━━━ PAGE EXTRACT ━━━

Monday, October 15, 2012

Life Is Tough II

(Continued from the preceding post)
Several subspecies of the Desert pupfish (Cyrpinodon nevadensis ssp.) are located in small spring-fed ponds in Ash Meadows. Some subspecies occupy pools about the size of a small living room and this may be the entire habitat for this fish…the only place on Earth where they live-out their precarious existence.  These pools may hold from several hundred to several thousand of these little fish.  It doesn’t take much to make most of these fish ‘happy;’ just a little water with the right chemistry and temperature range and they seem to do quite well.  I cannot tell how many times I have watched the little male pupfish in their blue nuptial colors claim a spot the size of a hand, a scoured-out depression made by a passing feral horse or burro, hold it against other males, attract a female with his colorful ‘dance,’ and spawn.  The entire genetic history of the species is replicated in a depression not much bigger than a small sauce pan, if that big.
I recently saw a television special on the habitat and wildlife surrounding the Chernobyl  nuclear reactor.  Depending on who you listen to, biodiversity is either recovering or on the wane in that radioactive area.   Regardless of what the data show, there does seem to be a robust population of some species. Humans are not allowed to spend much time in the area around Chernobyl.  Is it the absence of humans that makes for the presence of other species? It is ironic to think that biodiversity may be able to exist with exceptionally high radiation counts but not with the human population counts that existed before the reactor meltdown. 
For additional information on some of the species mentioned refer to:
Baugh, T. 1981. Observations on the courtship and reproduction of the desert pupfish (Cyprinodon macularius. American Currents 7(3):15-18.

━━━

§ **BRIEF A**: According to the pupfish post, what color are the male pupfish when they claim a spot and court a female?
§ **BRIEF B**: Pick up the post on desert pupfish and Chernobyl after its final line and keep writing it.

━━━ EXCERPTED DATA ━━━

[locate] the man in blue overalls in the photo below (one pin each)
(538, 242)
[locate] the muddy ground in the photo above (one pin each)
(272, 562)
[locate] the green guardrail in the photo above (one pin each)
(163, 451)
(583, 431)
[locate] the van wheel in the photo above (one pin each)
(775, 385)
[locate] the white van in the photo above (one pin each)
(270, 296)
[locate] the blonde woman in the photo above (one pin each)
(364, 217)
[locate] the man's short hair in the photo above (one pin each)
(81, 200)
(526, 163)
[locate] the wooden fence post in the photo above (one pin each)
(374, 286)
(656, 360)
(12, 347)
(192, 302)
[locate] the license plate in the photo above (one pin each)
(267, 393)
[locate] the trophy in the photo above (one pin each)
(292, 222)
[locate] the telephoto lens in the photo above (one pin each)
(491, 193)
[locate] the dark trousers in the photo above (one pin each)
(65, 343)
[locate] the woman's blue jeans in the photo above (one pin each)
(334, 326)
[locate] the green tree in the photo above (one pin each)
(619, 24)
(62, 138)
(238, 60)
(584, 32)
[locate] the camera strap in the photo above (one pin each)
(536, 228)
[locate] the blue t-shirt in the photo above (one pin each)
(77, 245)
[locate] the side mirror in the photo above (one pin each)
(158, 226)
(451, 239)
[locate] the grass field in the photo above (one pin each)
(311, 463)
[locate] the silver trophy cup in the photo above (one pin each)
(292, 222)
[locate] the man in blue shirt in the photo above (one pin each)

━━━
━━━ EXCERPTED DATA ━━━

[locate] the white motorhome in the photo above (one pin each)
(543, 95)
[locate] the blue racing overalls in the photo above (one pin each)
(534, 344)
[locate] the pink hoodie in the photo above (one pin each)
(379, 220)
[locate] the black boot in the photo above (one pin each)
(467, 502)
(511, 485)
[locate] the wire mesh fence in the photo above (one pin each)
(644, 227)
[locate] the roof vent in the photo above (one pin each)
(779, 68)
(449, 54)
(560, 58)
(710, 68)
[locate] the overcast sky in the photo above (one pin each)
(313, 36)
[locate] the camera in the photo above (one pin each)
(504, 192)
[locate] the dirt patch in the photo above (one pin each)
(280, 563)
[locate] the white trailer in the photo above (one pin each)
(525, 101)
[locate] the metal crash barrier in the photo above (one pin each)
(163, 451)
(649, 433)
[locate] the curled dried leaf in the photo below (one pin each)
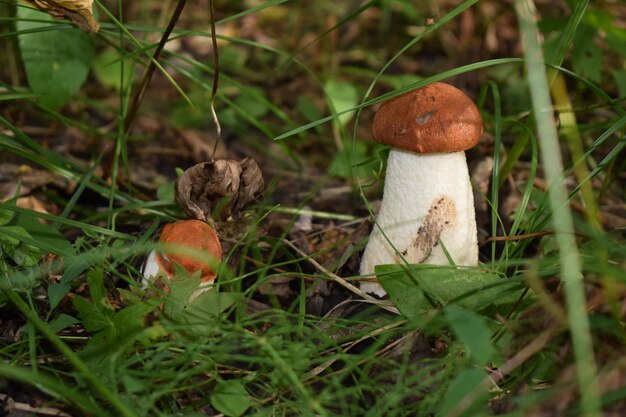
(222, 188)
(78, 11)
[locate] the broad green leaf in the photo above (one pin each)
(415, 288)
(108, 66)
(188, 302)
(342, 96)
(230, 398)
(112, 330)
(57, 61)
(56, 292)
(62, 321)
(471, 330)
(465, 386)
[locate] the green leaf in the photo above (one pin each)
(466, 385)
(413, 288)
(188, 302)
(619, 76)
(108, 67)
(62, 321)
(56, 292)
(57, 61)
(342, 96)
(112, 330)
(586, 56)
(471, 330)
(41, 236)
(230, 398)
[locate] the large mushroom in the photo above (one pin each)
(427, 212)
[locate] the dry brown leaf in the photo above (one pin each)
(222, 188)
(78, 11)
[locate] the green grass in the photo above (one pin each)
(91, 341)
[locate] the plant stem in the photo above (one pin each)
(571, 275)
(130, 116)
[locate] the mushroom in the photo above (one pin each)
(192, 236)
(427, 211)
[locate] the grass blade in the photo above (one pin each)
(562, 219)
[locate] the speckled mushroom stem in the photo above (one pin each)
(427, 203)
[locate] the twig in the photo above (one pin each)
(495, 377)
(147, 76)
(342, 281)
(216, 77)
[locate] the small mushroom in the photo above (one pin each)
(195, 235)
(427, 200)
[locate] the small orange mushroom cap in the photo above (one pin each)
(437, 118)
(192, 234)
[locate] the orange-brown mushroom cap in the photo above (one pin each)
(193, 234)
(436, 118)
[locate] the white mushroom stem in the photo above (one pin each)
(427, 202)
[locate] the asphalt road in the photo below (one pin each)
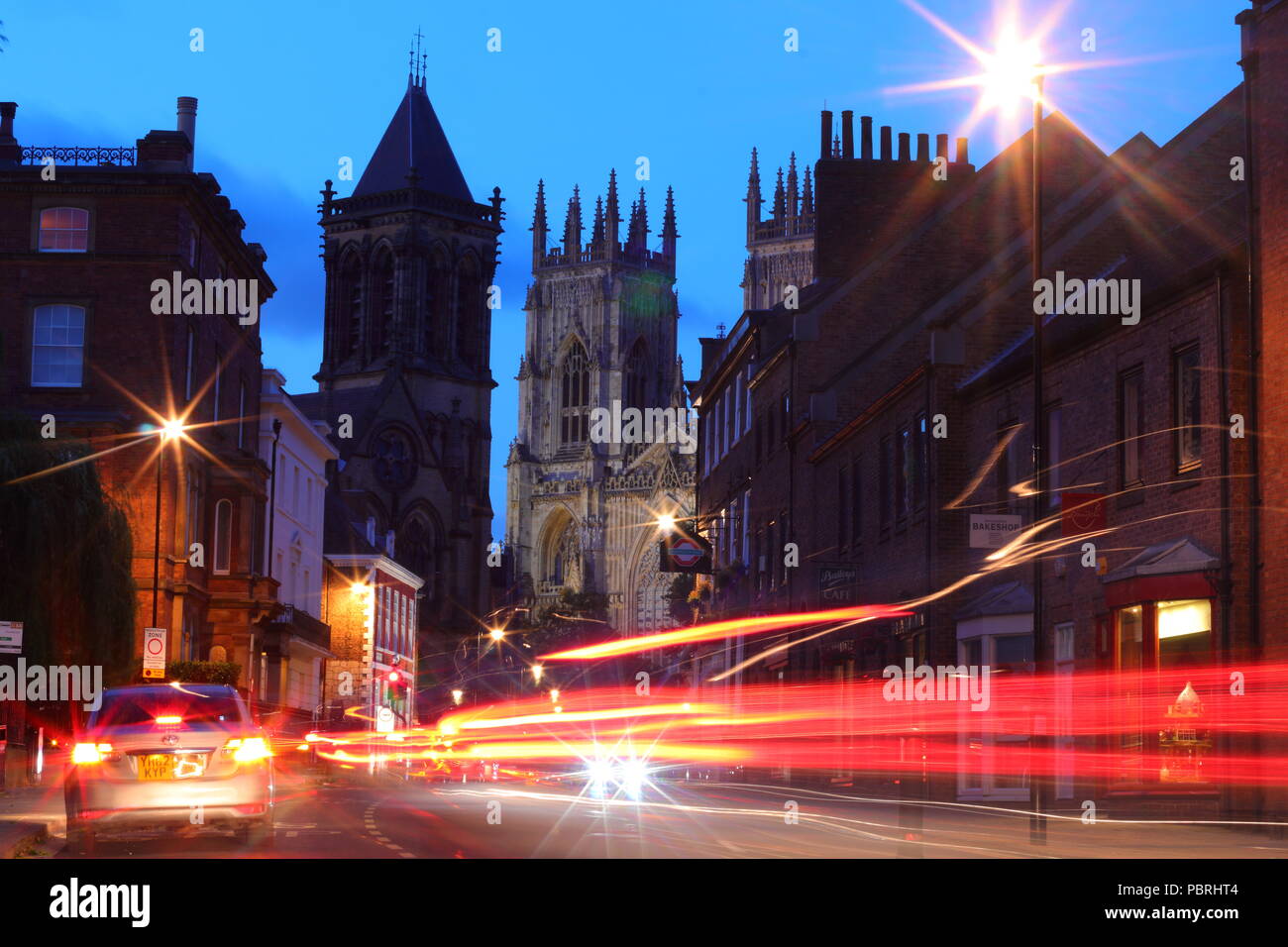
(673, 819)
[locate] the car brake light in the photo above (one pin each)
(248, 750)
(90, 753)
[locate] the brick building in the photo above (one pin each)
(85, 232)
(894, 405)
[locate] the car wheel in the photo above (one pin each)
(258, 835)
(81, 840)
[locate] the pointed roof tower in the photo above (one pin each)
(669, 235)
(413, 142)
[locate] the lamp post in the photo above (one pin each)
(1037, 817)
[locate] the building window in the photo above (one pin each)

━━━
━━━ EXCERPTED DATA ━━━

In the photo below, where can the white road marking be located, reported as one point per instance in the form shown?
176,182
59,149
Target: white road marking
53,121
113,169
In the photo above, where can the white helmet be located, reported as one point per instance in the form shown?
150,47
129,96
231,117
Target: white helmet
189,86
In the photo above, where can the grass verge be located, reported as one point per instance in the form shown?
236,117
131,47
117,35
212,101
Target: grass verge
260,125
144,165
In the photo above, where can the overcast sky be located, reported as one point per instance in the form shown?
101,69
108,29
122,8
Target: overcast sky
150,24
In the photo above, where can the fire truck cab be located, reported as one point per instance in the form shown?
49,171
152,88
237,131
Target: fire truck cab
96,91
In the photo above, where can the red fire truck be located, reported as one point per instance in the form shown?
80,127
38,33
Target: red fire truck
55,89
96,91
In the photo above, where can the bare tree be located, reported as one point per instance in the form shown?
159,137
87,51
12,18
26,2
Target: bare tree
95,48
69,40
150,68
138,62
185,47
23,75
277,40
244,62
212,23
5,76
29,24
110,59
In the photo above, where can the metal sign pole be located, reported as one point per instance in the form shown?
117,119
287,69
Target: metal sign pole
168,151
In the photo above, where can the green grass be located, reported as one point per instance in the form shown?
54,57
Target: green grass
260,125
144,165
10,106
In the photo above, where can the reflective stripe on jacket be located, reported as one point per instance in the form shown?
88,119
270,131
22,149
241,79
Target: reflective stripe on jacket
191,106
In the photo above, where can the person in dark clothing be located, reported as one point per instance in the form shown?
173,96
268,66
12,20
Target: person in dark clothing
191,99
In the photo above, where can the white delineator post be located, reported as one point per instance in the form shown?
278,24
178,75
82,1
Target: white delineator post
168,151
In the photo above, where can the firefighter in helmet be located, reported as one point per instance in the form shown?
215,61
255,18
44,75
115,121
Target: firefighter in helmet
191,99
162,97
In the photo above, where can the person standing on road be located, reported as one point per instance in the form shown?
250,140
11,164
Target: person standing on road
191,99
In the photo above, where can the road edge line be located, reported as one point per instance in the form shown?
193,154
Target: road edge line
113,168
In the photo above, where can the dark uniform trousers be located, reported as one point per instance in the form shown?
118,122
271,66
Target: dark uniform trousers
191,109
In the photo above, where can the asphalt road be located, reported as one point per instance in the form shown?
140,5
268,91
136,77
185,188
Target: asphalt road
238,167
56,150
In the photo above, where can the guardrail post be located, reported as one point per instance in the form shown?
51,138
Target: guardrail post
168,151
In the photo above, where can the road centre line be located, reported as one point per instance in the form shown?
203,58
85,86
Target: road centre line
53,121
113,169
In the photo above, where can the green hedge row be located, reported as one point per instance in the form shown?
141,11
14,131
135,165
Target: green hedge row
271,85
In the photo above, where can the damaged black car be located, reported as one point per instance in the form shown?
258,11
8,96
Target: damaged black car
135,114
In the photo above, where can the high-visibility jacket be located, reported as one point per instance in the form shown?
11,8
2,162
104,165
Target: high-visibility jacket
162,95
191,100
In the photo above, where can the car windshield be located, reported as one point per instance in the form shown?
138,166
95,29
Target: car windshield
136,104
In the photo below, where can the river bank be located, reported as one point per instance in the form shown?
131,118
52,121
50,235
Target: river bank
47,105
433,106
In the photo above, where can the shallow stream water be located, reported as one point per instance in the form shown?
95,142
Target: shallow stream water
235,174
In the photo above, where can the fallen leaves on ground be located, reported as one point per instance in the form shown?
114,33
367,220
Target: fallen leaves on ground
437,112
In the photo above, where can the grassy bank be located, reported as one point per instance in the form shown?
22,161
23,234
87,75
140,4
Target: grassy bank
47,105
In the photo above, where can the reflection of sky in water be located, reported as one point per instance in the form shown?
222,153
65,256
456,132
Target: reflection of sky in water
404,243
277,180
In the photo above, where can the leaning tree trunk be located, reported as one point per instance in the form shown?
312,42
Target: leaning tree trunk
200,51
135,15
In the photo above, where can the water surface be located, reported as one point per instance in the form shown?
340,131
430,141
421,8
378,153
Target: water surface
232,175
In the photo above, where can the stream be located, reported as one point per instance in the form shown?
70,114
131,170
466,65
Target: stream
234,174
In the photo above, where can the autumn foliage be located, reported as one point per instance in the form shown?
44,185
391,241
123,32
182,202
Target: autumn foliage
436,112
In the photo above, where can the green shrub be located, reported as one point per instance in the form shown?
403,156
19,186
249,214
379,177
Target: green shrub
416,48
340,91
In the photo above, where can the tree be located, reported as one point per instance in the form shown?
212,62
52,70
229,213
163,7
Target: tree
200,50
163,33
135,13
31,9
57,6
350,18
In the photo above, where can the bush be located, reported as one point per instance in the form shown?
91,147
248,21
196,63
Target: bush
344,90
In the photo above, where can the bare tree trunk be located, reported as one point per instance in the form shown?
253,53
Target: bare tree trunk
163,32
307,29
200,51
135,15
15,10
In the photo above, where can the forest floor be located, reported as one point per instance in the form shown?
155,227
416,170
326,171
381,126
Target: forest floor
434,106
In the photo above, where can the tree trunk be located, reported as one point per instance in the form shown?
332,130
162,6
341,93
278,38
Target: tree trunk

━━━

§ **ANSWER AREA A**: They are blue, in their nuptial colors.

§ **ANSWER AREA B**:
Baugh, T.M. 1981. Adapting Salt Creek pupfish (Cyprinodon salinus) to fresh water. Western North American Naturalist 41(3).
Baugh, T.M. and J. E. Deacon. 1983. Daily and yearly movement of the Devil’s Hole pupfish Cyprinodon diabolis Wales in Devil’s Hole, Nevada. Great Basin Naturalist 43(4):592-596.
Baugh, T.M. and J.E. Deacon. 1983. Maintaining the Devil’s Hole pupfish Cyprinodon diabolis Wales in aquaria. J. Aquariculture and Aquatic Sciences 3(4) :73-75.
Baugh, T. M. 1984. In search of the Salt Creek pupfish. Part 1. Freshwater and Marine Aquarium 7 (5): 34-35, 44-45.Baugh, T. M. 1984. In search of the Salt Creek pupfish. Part2. Freshwater and Marine Aquarium  7 (6): 31-33, 54, 56.
Baugh, T.M. and J. E. Deacon. 1988. An evaluation of the role of refugia in conservation efforts for the Devil’s Hole pupfish Cyprinodon diabolis Wales. Zoo Biology 7:351-358.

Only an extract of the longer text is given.